< Jozua 5 >
1 Toen al de koningen der Amorieten aan de westelijke oever van de Jordaan, en al de kanaänietische koningen langs de zee hoorden, dat Jahweh het water van de Jordaan voor de Israëlieten zo lang had doen opdrogen, tot ze er over waren, sloeg hun de schrik om het hart, en ontzonk hun de moed uit vrees voor de Israëlieten.
And it came to pass when all the kings of the Amorites, who were beyond the Jordan westward, and all the kings of the Canaanites, who were by the sea, heard that Jehovah had dried up the waters of the Jordan from before the children of Israel, until they had passed over, that their heart melted, and there was no spirit in them any more, because of the children of Israel.
2 In die tijd sprak Jahweh tot Josuë: Maak u stenen messen, en besnijd de kinderen Israëls een tweede maal.
At that time Jehovah said to Joshua, Make thee stone-knives, and circumcise again the children of Israel the second time.
3 En Josuë maakte zich stenen messen, en besneed de Israëlieten bij de Heuvel der voorhuiden.
And Joshua made him stone-knives, and circumcised the children of Israel at the hill of Araloth.
4 Dit was de reden, dat Josuë hen liet besnijden: Van al het volk van het mannelijk geslacht, dat uit Egypte getrokken was, hadden alle strijdbare mannen op hun uittocht uit Egypte de dood gevonden.

■ Aangeleverd materiaal:
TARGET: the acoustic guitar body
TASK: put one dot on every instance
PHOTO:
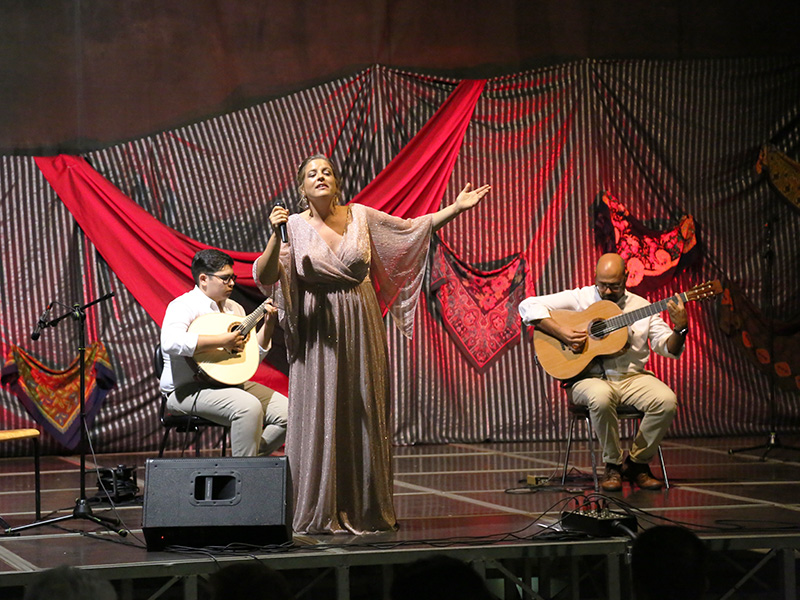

■ Opgaven:
1. Beantwoord aan de hand van het fragment uit Jozua 5:
(a) Welke twee groepen koningen hoorden van het opdrogen van de Jordaan?
(b) Van welk materiaal moest Josuë de messen maken?
(c) Waar besneed Josuë de Israëlieten?
2. Leg met het fragment uit Jozua 5 uit waarom de koningen de moed verloren.
3. Zet het fragment uit Jozua 5 voort na de laatste zin die getoond wordt.
Het materiaal komt uit een andere bron dan het tekstfragment.

■ Uitgewerkte oplossingen:
1.
(a) De koningen der Amorieten aan de westelijke oever van de Jordaan en de kanaänietische koningen langs de zee.
(b) Van steen.
(c) Bij de Heuvel der voorhuiden.

2. Ze hoorden dat Jahweh het water van de Jordaan had doen opdrogen tot de Israëlieten erover waren. Daardoor sloeg hun de schrik om het hart en ontzonk hun de moed uit vrees voor de Israëlieten.

3.
And this is the cause why Joshua circumcised [them]: all the people that had come out of Egypt, the males, all the men of war, had died in the wilderness on the way, after they came out of Egypt.
5 Nu was al het volk, dat uitgetrokken was, wel besneden; maar allen, die onderweg in de woestijn waren geboren na de uittocht uit Egypte, waren niet besneden.
For all the people that came out were circumcised; but all the people that were born in the wilderness on the way, after they came out of Egypt, [them] had they not circumcised.
6 Want veertig jaar hadden de Israëlieten door de woestijn gezworven, tot er niemand meer over was van heel het volk, van al de strijdbare mannen, die uit Egypte waren getrokken: van allen, die niet naar de stem van Jahweh hadden geluisterd, en aan wie Jahweh gezworen had, dat Hij hun het land niet zou laten zien, dat Hij hun vaderen onder ede beloofd had, ons te zullen geven, een land, dat druipt van melk en honing.
For the children of Israel had walked forty years in the wilderness, till the whole nation of men of war had perished who had come out of Egypt, who had not hearkened to the voice of Jehovah; to whom Jehovah had sworn that he would not show them the land which Jehovah had sworn unto their fathers that he would give us, a land flowing with milk and honey.
7 Nu had Hij hun zonen in hun plaats gesteld, en hen liet Josuë besnijden; want ze waren nog onbesneden, omdat men ze onderweg niet had kunnen besnijden.
And their sons [whom] he raised up in their stead, them Joshua circumcised, for they were uncircumcised, because they had not circumcised them on the way.
8 Nadat de besnijdenis van heel het volk was verricht, bleven ze daar in de legerplaats, tot ze genezen waren.
And it came to pass when the whole nation had finished being circumcised, that they abode in their place in the camp, till they were whole.
9 En Jahweh sprak tot Josuë: Heden heb Ik de smaad van Egypte van u afgewenteld! Daarom noemde hij die plaats Gilgal; zo heet ze nu nog.
And Jehovah said to Joshua, This day have I rolled away the reproach of Egypt from off you. And the name of the place was called Gilgal to this day.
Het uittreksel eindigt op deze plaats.